_Task_
Go through the data and retrieve each line that includes the string "stone".

+ + + + +

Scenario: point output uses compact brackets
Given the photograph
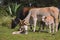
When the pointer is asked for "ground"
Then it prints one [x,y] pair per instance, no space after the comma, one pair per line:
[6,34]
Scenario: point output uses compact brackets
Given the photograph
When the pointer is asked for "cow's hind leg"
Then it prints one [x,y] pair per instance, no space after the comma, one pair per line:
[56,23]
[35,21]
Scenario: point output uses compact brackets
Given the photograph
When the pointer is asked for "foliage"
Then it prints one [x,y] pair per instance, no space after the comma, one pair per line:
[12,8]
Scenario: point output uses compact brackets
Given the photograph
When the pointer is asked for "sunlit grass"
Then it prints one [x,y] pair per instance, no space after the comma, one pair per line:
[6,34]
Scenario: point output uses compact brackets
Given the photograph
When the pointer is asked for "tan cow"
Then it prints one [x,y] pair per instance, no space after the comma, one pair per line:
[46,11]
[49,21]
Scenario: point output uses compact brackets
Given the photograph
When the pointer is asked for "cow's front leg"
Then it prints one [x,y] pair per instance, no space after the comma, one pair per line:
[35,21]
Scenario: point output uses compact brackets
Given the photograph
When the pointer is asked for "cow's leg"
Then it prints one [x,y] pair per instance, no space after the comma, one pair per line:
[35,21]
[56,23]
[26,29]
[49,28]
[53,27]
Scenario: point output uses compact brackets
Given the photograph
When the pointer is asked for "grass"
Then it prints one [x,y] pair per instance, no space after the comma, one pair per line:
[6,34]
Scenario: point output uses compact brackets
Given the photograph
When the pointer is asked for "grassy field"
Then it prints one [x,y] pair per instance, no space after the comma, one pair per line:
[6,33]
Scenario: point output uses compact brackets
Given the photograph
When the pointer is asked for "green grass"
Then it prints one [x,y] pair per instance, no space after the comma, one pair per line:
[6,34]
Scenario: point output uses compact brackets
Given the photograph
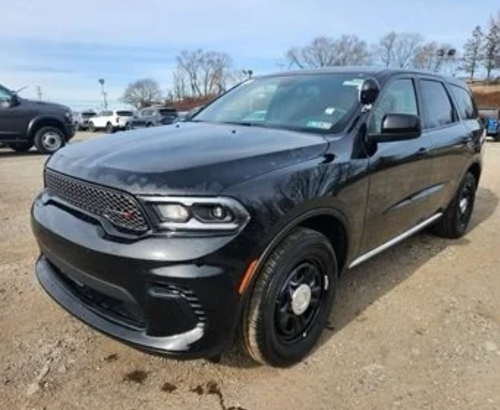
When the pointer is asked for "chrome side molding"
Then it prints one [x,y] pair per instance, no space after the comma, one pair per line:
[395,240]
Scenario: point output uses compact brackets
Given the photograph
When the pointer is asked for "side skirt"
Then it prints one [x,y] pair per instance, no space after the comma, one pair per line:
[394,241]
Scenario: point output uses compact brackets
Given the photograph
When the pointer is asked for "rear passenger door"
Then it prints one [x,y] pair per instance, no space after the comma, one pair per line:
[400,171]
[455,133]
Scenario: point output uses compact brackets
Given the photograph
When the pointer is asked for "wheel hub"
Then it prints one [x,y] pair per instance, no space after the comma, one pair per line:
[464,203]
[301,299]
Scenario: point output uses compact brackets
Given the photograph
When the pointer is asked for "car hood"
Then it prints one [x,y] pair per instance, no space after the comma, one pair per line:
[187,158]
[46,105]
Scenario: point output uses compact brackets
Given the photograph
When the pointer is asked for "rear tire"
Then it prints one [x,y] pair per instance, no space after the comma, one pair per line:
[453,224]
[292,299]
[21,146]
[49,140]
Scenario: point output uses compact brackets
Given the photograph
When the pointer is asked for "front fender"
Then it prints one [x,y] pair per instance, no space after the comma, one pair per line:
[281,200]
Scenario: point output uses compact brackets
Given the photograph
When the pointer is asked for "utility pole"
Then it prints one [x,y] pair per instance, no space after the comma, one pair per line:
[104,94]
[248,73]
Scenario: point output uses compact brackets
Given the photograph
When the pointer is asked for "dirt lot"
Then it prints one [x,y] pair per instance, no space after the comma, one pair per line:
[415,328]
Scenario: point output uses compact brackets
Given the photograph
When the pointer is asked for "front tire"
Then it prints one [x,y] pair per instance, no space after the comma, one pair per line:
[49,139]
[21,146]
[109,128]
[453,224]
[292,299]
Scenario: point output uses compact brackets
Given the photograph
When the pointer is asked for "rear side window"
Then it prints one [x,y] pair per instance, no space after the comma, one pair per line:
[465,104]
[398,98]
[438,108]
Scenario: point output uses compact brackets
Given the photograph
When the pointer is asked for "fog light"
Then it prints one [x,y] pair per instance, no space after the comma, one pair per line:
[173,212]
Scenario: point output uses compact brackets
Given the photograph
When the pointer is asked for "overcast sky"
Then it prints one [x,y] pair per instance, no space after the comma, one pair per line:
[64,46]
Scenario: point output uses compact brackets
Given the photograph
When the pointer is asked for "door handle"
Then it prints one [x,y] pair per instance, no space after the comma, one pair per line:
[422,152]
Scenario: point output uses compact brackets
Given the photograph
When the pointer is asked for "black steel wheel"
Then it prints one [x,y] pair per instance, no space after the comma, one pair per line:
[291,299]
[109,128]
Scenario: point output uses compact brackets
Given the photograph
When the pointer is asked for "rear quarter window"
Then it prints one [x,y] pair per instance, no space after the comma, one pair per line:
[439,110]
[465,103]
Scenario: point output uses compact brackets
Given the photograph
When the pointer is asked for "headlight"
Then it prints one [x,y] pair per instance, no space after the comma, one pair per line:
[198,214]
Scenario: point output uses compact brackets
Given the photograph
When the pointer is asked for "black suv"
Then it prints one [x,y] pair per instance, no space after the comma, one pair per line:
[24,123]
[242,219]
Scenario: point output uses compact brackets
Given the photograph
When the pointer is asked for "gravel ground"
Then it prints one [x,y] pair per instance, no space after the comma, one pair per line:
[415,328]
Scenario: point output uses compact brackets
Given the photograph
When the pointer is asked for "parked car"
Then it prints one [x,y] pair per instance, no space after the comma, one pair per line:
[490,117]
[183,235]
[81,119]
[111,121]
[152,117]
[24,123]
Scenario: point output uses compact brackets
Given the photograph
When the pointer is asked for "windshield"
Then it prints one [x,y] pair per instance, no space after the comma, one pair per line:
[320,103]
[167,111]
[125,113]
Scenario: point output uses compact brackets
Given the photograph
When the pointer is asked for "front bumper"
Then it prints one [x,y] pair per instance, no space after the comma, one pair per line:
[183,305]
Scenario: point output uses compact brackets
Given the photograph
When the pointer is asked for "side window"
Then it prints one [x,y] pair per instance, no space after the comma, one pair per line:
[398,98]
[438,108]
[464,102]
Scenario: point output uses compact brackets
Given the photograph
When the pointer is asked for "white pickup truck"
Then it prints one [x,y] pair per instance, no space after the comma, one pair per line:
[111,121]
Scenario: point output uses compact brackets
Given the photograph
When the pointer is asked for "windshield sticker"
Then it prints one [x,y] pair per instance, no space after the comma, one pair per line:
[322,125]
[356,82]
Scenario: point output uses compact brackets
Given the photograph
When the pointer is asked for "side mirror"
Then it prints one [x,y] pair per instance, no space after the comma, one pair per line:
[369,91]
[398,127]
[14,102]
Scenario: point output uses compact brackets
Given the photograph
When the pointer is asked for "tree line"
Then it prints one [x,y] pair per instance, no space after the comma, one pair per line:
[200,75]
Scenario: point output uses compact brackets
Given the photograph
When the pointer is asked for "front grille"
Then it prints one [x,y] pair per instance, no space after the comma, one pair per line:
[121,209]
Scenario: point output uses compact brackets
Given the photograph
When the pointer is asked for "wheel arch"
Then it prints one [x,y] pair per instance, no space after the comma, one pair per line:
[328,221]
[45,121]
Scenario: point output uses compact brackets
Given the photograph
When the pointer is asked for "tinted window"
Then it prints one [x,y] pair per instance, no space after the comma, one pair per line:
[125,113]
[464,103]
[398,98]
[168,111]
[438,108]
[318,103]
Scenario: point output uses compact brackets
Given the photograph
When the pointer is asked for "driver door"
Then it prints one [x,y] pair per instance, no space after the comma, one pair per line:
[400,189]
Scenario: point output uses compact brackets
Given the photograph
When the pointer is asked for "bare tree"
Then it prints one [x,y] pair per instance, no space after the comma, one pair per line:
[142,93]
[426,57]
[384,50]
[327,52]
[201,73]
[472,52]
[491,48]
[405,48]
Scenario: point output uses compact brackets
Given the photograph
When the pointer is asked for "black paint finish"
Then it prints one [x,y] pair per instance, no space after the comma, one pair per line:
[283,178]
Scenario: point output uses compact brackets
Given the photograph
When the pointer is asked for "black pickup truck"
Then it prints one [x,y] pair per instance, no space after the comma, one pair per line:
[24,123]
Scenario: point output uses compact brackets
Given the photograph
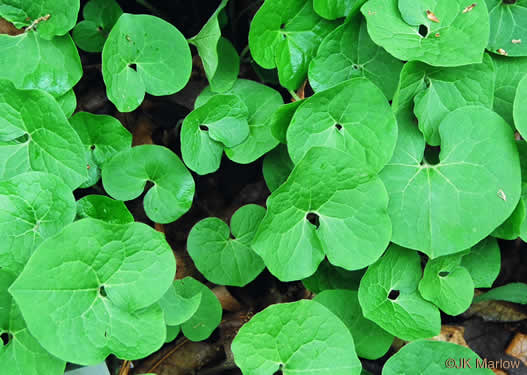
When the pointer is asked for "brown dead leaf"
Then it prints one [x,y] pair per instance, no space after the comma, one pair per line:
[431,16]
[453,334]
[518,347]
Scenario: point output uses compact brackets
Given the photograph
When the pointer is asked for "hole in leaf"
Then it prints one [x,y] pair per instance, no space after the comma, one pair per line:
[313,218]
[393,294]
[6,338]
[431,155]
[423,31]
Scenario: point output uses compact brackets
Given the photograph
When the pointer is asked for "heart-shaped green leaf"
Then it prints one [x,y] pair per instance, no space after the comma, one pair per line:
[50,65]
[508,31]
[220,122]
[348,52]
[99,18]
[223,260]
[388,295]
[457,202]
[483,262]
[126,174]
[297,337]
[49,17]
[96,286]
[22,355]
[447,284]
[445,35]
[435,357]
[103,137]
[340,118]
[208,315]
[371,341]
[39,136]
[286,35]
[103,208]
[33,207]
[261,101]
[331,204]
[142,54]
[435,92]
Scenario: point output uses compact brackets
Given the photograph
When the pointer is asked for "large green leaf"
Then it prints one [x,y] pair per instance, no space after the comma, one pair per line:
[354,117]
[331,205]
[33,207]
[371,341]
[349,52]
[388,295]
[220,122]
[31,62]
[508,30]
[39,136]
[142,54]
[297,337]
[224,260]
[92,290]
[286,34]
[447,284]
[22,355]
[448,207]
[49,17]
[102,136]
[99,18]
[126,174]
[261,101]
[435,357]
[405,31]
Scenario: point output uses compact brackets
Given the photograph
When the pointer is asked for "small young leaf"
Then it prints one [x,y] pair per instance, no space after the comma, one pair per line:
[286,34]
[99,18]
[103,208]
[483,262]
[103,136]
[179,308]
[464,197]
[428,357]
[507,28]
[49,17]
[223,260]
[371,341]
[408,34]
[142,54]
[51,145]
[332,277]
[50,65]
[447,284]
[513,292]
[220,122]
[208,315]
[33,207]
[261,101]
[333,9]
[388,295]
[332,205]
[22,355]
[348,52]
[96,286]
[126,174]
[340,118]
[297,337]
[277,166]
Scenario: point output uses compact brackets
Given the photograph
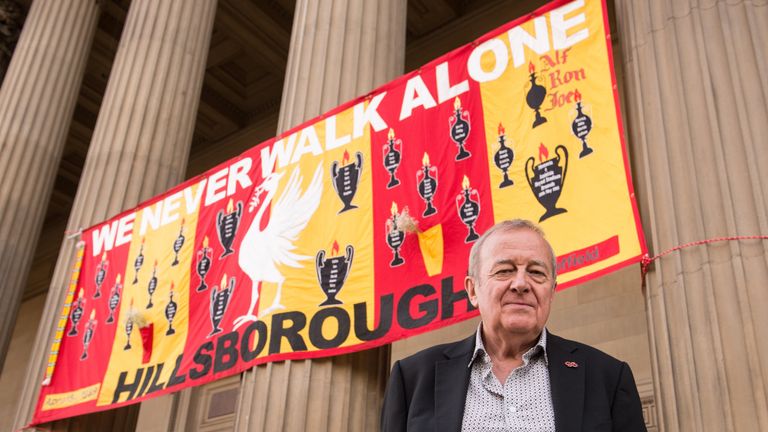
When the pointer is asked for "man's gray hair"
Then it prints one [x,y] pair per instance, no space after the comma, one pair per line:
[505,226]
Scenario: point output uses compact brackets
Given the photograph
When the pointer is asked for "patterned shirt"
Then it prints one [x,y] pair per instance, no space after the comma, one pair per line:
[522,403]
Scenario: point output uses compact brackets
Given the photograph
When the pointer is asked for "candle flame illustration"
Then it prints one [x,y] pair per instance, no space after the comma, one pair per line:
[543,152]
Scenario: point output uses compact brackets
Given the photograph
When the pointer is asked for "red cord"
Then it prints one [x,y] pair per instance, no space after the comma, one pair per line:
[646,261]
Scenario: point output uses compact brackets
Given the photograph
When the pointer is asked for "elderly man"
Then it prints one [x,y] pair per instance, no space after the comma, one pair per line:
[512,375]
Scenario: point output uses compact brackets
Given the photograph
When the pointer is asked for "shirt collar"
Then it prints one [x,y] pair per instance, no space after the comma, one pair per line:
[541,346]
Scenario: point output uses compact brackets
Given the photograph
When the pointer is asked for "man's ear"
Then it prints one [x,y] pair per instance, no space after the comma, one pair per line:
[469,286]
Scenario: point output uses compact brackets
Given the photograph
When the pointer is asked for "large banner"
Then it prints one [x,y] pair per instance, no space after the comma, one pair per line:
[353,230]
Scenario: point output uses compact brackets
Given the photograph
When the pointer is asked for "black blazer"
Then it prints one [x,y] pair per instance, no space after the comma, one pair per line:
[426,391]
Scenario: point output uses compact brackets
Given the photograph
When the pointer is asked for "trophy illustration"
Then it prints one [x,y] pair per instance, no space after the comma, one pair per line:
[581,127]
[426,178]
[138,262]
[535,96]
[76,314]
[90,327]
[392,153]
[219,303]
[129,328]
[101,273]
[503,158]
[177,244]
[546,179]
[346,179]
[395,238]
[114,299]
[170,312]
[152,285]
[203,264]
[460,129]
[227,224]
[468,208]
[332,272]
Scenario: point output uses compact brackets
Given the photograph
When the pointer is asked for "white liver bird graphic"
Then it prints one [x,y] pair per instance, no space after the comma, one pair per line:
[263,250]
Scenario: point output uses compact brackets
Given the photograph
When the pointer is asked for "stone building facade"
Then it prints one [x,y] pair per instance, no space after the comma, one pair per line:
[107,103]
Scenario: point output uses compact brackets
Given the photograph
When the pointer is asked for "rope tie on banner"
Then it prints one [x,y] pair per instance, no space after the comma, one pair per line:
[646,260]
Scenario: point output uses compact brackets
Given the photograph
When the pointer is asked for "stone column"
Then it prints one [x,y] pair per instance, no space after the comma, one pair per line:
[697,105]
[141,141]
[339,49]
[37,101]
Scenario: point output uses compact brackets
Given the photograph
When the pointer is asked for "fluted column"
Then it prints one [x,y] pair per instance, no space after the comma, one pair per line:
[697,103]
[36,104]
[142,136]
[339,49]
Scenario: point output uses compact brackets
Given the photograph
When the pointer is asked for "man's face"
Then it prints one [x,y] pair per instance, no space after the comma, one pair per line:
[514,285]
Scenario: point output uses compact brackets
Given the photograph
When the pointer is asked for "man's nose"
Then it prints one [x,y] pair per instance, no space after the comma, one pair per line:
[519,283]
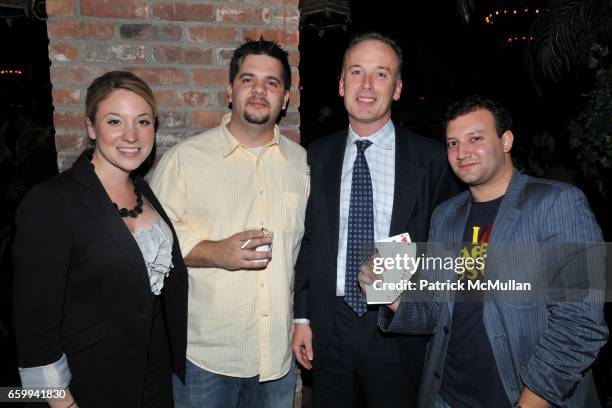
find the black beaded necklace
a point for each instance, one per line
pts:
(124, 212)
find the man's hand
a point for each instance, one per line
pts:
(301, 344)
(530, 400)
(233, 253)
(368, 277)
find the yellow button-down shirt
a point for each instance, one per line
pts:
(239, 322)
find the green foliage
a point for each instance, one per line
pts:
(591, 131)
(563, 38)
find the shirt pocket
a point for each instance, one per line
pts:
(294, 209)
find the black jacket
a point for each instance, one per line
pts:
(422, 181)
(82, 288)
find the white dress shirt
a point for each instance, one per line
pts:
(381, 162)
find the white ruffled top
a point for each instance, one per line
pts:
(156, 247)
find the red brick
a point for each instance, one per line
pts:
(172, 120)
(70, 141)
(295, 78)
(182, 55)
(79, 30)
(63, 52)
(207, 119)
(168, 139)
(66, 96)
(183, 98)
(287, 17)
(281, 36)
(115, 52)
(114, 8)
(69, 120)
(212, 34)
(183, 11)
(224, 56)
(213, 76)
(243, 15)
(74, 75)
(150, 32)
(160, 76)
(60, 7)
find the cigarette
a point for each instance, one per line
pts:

+ + + + +

_Result below_
When the pointer is asked for "stone building facade"
When the pointer is asked for "stone column"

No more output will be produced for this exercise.